[Saved entries]
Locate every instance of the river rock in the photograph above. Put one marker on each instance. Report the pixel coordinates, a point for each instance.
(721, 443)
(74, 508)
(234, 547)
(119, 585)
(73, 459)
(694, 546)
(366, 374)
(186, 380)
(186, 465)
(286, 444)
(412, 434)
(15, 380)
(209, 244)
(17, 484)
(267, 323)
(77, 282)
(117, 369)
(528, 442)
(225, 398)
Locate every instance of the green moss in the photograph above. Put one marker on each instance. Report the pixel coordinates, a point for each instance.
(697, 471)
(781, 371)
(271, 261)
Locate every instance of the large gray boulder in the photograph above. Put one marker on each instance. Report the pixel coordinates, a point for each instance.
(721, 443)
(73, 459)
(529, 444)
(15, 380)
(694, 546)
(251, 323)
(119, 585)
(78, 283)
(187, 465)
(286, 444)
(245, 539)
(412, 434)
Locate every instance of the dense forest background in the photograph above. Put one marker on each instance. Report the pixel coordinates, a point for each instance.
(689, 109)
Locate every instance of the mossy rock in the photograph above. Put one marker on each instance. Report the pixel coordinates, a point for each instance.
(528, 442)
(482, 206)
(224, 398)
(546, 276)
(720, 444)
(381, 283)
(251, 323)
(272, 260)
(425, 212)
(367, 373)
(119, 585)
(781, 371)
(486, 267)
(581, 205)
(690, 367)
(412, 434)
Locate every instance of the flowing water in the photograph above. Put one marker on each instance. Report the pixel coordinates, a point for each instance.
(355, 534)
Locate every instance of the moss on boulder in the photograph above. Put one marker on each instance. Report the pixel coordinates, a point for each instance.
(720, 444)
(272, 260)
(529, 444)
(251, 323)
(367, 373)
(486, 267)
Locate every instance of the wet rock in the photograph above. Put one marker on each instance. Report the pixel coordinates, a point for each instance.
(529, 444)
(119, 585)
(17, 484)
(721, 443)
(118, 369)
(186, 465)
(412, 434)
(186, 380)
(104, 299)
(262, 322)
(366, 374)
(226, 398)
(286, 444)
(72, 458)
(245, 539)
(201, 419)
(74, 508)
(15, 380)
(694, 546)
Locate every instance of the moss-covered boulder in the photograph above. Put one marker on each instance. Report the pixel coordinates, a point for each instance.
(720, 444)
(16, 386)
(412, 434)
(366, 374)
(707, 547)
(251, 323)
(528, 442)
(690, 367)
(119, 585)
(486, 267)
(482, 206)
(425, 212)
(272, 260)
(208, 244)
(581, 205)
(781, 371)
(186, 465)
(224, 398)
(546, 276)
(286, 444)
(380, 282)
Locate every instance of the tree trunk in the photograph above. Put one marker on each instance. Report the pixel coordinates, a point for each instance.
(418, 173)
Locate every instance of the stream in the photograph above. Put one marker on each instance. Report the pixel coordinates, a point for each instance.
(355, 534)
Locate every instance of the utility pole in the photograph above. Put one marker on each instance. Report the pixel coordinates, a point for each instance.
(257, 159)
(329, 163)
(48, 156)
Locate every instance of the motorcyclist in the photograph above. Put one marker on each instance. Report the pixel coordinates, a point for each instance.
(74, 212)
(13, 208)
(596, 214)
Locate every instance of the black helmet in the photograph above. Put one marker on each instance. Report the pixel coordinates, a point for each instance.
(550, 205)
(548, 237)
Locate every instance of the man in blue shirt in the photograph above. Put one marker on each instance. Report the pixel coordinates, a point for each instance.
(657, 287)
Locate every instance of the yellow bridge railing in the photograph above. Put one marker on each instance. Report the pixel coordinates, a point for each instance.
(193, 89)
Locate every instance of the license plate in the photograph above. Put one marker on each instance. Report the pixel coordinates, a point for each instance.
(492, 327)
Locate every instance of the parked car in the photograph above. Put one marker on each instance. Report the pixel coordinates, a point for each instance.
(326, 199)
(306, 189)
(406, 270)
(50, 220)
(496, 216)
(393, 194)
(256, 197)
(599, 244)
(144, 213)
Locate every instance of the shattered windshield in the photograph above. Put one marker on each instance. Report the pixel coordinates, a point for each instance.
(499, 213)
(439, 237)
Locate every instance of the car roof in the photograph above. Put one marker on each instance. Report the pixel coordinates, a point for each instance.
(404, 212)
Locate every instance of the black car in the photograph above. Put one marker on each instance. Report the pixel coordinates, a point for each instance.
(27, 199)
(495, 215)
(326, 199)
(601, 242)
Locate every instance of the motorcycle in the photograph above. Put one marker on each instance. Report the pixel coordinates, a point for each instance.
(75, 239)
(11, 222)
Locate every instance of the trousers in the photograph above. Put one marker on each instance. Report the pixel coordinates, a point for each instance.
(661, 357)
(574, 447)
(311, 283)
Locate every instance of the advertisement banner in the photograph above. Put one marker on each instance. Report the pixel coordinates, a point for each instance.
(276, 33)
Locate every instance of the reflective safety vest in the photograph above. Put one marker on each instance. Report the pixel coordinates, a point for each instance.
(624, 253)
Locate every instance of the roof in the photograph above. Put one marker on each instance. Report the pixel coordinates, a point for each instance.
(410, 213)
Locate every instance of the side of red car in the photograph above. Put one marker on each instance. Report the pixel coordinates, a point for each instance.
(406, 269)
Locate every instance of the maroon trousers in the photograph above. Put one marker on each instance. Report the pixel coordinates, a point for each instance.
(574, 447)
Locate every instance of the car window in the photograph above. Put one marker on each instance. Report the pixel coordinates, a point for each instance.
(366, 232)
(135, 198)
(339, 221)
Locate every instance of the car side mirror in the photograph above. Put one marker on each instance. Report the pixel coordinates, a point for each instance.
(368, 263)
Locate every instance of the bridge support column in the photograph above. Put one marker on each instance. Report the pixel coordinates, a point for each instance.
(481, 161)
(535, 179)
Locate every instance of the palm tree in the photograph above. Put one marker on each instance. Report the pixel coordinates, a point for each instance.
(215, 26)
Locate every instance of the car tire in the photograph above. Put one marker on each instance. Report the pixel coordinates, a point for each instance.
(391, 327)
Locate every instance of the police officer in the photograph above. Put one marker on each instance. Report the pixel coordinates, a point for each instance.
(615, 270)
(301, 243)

Problem:
Write down the entries above again. Copy them word for word.

Your response:
Locate every instance of the river rock in the photograph above. Put one marker on each instance. Report the pixel coordinates, a point for each instance.
(721, 443)
(74, 508)
(234, 547)
(119, 585)
(73, 459)
(694, 546)
(366, 374)
(186, 380)
(186, 465)
(286, 444)
(412, 434)
(15, 380)
(209, 244)
(17, 484)
(267, 323)
(77, 282)
(117, 369)
(528, 442)
(225, 398)
Locate every instance of the green moss in the photograph above. Put one marker on each instance. Report the pixel coordinates, a point for each instance.
(697, 471)
(781, 371)
(271, 261)
Locate every instance of the large gray boulder in the photograph above. Put one marker on each instance. Report the pixel coordinates, a point for each instance.
(721, 443)
(73, 459)
(529, 444)
(15, 380)
(694, 546)
(251, 323)
(119, 585)
(78, 283)
(187, 465)
(286, 444)
(245, 539)
(412, 434)
Locate every instance of the dense forest background in the photograph above. Put one marker on each instance. Report the pixel coordinates, a point for each instance.
(689, 109)
Locate every instance of the mossy rock in the photograph above. Put one marker on each instance. Report the pixel coordinates, a point for each instance.
(528, 442)
(482, 206)
(224, 398)
(546, 276)
(720, 444)
(381, 283)
(251, 323)
(272, 260)
(425, 212)
(367, 373)
(119, 585)
(781, 371)
(486, 267)
(581, 205)
(690, 367)
(412, 434)
Locate every instance of the flowing water in the photograph above. Put one marker on each instance. Report the pixel coordinates, a point for each instance.
(355, 534)
Locate every instance of the moss on boulder in the photograph above. Put one marker on each instance. Report the pixel coordinates, a point for each instance.
(720, 444)
(272, 260)
(529, 444)
(251, 323)
(367, 373)
(486, 267)
Locate every instance of the wet rock in the photograph above. Put one marker on each instance. Report the pixel coordinates, a point for each instance.
(529, 444)
(119, 585)
(17, 484)
(721, 443)
(118, 369)
(186, 465)
(412, 434)
(186, 380)
(104, 299)
(262, 322)
(366, 374)
(226, 398)
(286, 444)
(72, 458)
(245, 539)
(201, 419)
(74, 508)
(15, 380)
(694, 546)
Locate every instance of the moss-covered boulder in the photograph above. Put one marker on each instance. Report the pixel coordinates, a point for each instance.
(720, 444)
(16, 386)
(412, 434)
(366, 374)
(707, 547)
(251, 323)
(528, 442)
(690, 367)
(119, 585)
(486, 267)
(482, 206)
(425, 212)
(272, 260)
(208, 244)
(581, 205)
(781, 371)
(186, 465)
(224, 398)
(546, 276)
(286, 444)
(380, 282)
Locate every instance of the tree trunk in the photograph above. Put one marker on each instance. Report the pixel coordinates, a point for each instance.
(418, 173)
Locate every instance of the stream in the photograph above. Put one marker on each instance. Report the pixel coordinates, a point for each instance.
(355, 534)
Locate every instance of the utility pole in the photograph above. Put one marker on each instance. Report the pixel coordinates, a point for each instance.
(257, 159)
(329, 163)
(48, 156)
Locate every instance of the motorcyclist in the photograph above. Put one marker on each instance. Report the pixel coordinates, a point for each instance.
(74, 212)
(13, 208)
(596, 214)
Locate every instance of the black helmet in the photograph above. Put one marker on each instance. Report the pixel coordinates, a point for each instance.
(550, 205)
(548, 237)
Locate every instance of the man in blue shirt in the photograph above. Put one marker on each instance. Report the pixel coordinates, a point for each instance.
(657, 287)
Locate every instance of the yellow bridge railing in the photograph above. Put one marker on each instance. Report the pixel coordinates, a point for each instance.
(193, 89)
Locate every instance of the license plate in the photograph above. Put one marker on each instance. Report the pixel coordinates, a point for each instance.
(492, 327)
Locate every instance of the parked car in the photograph above. Put one marker on each instance. Report the pixel coordinates, a point for each instance.
(326, 199)
(306, 189)
(406, 270)
(50, 220)
(496, 216)
(393, 194)
(256, 197)
(599, 244)
(144, 213)
Locate every instance of the shattered windshield in the photograph above. Put one marker on each instance. Report the pixel coordinates, a point for each instance.
(499, 213)
(439, 237)
Locate every instance of the car roof in the photograph above. Put one marker on each instance. Report the pixel coordinates, a point for each instance.
(404, 212)
Locate every instance of the black car in the photograph above. Put one marker on each instance. Report the pixel coordinates, a point for each instance.
(27, 199)
(495, 215)
(326, 199)
(601, 242)
Locate every instance of the motorcycle in the photograph above. Put one marker on each instance. Report the pixel coordinates, a point for each instance.
(75, 239)
(11, 222)
Locate every instance of the trousers in the photograph above. Put one marker on each instance. Report the pixel coordinates, a point for each instance.
(661, 357)
(574, 447)
(311, 283)
Locate every instance of the advertisement banner in the photograph above. Put one marker on each instance. Report the pixel coordinates, a point for each instance.
(276, 33)
Locate every instance of the reflective safety vest in the photograph above. Put one marker on each instance. Report the pixel coordinates, a point for each instance.
(624, 253)
Locate every instance of the roof in the photograph above. Put one marker on each instance. Report the pixel coordinates, a point for each instance.
(410, 213)
Locate every instance of the side of red car in the photograph above. Put one marker on each instance. Report the pixel coordinates, a point for each instance.
(406, 269)
Locate every instance of the maroon trousers in the photograph above. Put one marker on each instance. Report the pixel coordinates, a point for each instance.
(574, 447)
Locate every instance of the car window in the photograph above. Put one marker on each instance. Report the pixel coordinates, a point for each instance.
(366, 232)
(135, 198)
(339, 221)
Locate every instance of the car side mirror in the photograph above. Put one marker on each instance. Report the pixel coordinates, a point for each instance.
(368, 263)
Locate every instance of the bridge support column in the photograph above. Put one marker on each instance. Report the pixel coordinates, a point for each instance.
(481, 161)
(535, 179)
Locate every instance of the palm tree in the photograph above. Put one marker on each instance. Report the pixel coordinates, a point for each instance.
(215, 26)
Locate every instance of the car tire in the photograph above. Put one marker on each instance. Report the pixel coordinates, a point for each instance.
(391, 327)
Locate every instance of the police officer in the photograph above. Put one marker on each instance. Report the pixel coordinates, a point for each instance.
(615, 270)
(301, 243)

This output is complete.